▶ **Stated problem**: Rewrite as a numbered list everything from the line containing "The automation agent needs to locate the white stucco" down to the line containing "51;97;640;286", leaving out blank lines.

(Entries from an annotation dataset)
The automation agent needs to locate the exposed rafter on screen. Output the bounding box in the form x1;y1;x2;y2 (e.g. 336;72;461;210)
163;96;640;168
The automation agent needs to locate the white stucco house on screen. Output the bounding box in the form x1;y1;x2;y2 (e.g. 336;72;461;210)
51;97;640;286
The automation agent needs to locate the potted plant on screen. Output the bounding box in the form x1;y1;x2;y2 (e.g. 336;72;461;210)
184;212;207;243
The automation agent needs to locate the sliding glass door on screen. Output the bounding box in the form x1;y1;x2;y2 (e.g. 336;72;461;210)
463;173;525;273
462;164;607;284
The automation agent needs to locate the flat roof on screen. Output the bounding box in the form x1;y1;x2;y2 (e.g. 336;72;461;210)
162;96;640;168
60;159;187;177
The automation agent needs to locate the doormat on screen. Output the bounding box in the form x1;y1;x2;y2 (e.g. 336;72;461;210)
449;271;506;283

--

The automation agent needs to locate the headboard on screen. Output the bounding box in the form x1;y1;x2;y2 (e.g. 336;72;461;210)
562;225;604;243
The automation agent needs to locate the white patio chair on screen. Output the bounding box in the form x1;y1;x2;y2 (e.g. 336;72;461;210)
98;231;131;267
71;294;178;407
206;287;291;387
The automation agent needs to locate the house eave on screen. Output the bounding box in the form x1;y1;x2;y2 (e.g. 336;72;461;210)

▶ **Solution to this task**:
1. The automation agent needs to locate the white stucco house on screen. Output the bounding box in the form x1;y1;x2;y2 (e.g. 336;72;461;210)
2. 51;97;640;286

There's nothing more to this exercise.